WHAT IS NEEDED: Copy the lines below word for word, starting at the line containing "Would you be willing to mark the water" and ending at the line containing "column 594, row 343", with both of those lines included.

Data taken from a collection:
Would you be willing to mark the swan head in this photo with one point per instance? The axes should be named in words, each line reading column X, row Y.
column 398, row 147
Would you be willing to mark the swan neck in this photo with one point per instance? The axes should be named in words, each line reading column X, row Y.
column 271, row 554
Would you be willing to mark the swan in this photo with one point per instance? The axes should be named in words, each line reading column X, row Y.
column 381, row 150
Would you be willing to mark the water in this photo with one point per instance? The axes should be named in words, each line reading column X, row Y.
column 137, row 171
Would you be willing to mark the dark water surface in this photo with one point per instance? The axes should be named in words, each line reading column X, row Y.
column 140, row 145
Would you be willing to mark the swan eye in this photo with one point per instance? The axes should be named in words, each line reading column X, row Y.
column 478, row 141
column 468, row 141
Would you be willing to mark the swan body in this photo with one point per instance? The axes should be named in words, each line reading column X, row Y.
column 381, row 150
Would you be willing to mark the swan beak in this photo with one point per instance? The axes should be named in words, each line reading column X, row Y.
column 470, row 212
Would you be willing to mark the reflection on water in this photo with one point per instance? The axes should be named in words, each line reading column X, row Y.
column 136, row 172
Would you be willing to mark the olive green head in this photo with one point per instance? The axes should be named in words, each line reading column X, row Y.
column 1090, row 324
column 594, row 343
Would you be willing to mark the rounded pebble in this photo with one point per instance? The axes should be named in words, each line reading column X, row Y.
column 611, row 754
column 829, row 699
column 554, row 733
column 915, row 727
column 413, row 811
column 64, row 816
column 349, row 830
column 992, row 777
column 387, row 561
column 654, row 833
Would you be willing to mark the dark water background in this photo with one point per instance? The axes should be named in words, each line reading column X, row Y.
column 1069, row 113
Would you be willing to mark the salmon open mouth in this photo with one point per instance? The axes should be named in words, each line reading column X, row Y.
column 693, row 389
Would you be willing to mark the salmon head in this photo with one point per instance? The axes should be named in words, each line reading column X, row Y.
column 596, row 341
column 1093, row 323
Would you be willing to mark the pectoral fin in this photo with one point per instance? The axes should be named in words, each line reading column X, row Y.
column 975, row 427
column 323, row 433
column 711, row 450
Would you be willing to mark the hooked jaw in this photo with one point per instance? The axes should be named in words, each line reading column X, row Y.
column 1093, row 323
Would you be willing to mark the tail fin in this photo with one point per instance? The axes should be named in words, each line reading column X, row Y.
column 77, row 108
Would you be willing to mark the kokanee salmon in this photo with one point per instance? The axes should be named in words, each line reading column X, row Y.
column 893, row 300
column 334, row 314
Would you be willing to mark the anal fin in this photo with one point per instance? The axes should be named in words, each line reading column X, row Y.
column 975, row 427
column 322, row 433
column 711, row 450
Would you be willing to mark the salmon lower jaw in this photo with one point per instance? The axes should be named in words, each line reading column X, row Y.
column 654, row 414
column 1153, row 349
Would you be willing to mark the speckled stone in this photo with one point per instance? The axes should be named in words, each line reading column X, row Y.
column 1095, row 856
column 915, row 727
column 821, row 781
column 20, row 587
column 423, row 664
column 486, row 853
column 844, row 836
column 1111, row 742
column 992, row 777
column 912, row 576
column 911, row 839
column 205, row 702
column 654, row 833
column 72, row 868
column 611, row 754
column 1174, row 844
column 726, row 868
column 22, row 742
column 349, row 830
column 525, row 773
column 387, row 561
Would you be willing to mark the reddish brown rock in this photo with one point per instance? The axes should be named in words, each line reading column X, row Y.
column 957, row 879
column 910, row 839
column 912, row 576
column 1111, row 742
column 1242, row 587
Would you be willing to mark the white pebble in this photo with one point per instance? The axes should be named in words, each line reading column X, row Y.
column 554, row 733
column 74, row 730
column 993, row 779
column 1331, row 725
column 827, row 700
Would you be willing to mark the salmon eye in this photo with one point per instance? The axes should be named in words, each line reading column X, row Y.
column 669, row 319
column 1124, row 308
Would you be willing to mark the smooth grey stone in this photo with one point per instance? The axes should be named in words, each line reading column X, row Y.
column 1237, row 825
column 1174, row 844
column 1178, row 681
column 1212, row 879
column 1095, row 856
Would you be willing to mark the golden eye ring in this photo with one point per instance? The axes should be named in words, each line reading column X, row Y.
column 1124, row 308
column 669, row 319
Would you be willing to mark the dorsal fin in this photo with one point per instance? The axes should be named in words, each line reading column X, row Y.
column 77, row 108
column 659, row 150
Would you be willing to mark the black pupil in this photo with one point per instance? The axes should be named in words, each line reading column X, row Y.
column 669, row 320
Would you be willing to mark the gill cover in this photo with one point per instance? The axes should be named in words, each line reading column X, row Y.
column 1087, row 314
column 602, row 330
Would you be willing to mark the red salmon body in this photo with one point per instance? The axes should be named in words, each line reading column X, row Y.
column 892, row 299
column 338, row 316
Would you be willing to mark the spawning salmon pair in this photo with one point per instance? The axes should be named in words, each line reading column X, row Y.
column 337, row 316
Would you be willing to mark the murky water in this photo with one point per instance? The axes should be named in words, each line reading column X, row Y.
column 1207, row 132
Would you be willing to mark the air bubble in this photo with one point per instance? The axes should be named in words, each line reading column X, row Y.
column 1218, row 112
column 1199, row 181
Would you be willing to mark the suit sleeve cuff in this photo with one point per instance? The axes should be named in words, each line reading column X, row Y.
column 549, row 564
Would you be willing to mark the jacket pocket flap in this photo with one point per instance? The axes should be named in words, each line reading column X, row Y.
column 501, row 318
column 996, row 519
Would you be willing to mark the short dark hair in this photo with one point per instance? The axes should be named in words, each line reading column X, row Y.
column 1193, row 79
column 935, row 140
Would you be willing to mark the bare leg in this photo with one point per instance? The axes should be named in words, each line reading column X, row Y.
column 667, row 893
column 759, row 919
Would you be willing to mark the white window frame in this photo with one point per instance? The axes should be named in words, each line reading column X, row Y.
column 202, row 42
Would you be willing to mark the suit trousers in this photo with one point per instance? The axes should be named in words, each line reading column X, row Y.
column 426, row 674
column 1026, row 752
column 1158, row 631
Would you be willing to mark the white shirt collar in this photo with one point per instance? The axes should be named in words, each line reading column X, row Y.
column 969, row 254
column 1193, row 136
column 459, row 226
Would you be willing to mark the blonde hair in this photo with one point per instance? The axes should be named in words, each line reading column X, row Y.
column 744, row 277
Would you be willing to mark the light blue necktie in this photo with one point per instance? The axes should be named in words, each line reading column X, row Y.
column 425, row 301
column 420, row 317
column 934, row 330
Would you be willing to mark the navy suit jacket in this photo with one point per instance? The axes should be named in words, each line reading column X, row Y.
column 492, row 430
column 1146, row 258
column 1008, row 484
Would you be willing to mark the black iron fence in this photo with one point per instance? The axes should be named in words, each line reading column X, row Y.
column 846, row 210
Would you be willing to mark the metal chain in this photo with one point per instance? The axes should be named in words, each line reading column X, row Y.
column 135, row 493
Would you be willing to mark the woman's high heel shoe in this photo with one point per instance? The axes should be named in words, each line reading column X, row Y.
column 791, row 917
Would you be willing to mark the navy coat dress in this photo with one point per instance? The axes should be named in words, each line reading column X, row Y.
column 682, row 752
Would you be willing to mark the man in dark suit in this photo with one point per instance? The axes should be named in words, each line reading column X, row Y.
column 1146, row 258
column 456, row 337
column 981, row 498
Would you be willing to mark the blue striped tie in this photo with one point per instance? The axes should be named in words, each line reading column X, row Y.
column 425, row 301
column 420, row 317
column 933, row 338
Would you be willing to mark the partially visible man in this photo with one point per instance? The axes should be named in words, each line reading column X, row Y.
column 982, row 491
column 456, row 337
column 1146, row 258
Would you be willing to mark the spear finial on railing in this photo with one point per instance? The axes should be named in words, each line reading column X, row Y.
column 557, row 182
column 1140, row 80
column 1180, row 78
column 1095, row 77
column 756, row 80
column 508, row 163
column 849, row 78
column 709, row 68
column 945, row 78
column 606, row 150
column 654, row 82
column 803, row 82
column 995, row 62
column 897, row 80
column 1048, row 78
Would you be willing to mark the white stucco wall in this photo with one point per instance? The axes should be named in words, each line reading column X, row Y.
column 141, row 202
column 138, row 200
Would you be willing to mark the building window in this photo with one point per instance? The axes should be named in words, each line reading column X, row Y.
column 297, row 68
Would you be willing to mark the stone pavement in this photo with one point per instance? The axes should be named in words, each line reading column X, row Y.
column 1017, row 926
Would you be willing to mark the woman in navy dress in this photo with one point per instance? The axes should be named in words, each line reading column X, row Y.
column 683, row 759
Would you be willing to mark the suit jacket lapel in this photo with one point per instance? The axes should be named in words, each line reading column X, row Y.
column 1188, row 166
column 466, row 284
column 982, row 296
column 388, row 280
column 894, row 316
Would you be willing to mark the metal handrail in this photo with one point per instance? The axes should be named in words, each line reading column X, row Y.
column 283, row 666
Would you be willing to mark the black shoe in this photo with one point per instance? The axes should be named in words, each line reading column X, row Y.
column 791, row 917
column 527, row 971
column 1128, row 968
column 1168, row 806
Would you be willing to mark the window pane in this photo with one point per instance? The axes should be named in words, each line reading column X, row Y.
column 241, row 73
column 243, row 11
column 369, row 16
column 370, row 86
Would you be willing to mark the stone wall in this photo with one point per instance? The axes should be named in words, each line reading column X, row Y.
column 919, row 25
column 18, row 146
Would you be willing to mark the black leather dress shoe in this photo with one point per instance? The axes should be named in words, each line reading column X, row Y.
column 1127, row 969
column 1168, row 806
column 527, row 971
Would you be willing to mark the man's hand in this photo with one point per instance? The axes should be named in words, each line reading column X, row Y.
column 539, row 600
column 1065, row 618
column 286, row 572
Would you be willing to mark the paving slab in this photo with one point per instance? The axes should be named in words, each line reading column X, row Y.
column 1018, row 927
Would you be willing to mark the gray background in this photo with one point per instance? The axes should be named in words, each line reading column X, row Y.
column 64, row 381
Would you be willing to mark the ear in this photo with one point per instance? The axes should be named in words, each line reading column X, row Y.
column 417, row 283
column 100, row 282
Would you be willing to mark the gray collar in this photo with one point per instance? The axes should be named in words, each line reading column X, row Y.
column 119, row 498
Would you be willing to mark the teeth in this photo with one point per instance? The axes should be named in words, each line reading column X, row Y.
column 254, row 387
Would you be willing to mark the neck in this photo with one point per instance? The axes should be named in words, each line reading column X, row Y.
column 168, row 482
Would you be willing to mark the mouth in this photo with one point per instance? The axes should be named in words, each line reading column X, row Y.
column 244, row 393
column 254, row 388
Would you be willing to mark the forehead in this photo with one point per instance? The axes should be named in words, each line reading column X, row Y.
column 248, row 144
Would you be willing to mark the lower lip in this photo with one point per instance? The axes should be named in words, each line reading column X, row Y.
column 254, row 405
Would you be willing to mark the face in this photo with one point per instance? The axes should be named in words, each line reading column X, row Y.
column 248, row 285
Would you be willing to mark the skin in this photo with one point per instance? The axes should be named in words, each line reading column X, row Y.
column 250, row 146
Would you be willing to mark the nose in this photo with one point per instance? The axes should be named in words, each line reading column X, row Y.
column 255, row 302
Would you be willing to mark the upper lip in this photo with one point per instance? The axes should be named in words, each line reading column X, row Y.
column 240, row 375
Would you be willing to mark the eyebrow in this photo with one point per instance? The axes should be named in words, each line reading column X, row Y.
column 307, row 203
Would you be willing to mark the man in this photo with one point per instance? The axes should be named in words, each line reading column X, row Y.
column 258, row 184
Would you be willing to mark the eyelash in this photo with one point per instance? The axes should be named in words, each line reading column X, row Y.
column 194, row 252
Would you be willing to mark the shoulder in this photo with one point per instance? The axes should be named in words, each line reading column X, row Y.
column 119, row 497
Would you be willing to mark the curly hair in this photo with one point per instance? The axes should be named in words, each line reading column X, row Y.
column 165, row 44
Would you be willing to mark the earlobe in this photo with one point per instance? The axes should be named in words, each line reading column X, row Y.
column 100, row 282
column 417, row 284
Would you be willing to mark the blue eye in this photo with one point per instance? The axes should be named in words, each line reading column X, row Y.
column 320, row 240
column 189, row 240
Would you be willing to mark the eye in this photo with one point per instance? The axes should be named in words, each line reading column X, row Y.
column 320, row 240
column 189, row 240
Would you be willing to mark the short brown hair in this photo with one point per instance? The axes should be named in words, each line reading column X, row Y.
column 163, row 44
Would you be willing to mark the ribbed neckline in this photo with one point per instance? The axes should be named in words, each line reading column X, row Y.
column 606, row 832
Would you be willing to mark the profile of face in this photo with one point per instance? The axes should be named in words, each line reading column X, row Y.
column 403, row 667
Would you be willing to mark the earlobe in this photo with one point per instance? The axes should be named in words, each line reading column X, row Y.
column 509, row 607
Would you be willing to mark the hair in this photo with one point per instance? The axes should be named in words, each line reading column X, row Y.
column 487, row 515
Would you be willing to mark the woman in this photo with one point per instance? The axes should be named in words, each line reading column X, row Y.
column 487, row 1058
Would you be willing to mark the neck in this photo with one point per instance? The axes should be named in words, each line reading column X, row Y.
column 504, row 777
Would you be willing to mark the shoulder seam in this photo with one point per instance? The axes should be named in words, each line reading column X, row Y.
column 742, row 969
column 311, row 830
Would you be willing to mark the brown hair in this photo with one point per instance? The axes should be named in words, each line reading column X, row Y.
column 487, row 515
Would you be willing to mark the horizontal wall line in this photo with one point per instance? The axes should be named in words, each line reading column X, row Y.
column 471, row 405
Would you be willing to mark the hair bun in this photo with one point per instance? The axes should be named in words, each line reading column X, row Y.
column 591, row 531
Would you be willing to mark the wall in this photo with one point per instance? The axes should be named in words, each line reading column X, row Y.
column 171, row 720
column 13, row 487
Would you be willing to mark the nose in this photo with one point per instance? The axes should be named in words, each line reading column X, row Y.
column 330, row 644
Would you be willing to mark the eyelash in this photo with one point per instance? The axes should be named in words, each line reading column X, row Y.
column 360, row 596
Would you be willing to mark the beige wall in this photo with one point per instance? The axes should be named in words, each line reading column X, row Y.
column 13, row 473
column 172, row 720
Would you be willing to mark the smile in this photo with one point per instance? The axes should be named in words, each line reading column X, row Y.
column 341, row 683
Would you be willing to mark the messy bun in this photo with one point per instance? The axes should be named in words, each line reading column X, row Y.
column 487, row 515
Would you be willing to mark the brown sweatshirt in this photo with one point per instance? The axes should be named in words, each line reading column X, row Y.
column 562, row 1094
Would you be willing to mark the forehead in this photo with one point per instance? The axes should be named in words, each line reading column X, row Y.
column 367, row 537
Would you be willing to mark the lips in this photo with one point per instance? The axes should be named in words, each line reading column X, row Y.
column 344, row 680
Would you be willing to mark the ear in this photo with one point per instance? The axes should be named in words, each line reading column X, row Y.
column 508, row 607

TASK OUTPUT:
Would you be willing to mark the water in this photo with one point per instance? The axes should be named in words, each line reading column X, row Y.
column 137, row 171
Would you be willing to mark the dark water surface in this photo with one point per instance? The axes should be named in words, each line reading column X, row Y.
column 140, row 145
Would you be willing to mark the swan eye in this photo with one point per instance? The axes should be named in words, each line reading column X, row Y.
column 478, row 141
column 468, row 141
Would you be willing to mark the swan body in this photo with one point per instance? The axes should be named in words, each line reading column X, row Y.
column 381, row 150
Would you be willing to mark the swan beak in this photo with one point per instance? The axes should be named in words, each line reading column X, row Y.
column 470, row 212
Would you be willing to mark the reflection on water in this photo with one point per instance? The axes should be named in words, each line reading column X, row Y.
column 136, row 172
Would you be willing to mark the olive green head in this photo with one point per instance? The axes should be named in words, each line reading column X, row Y.
column 1090, row 324
column 594, row 343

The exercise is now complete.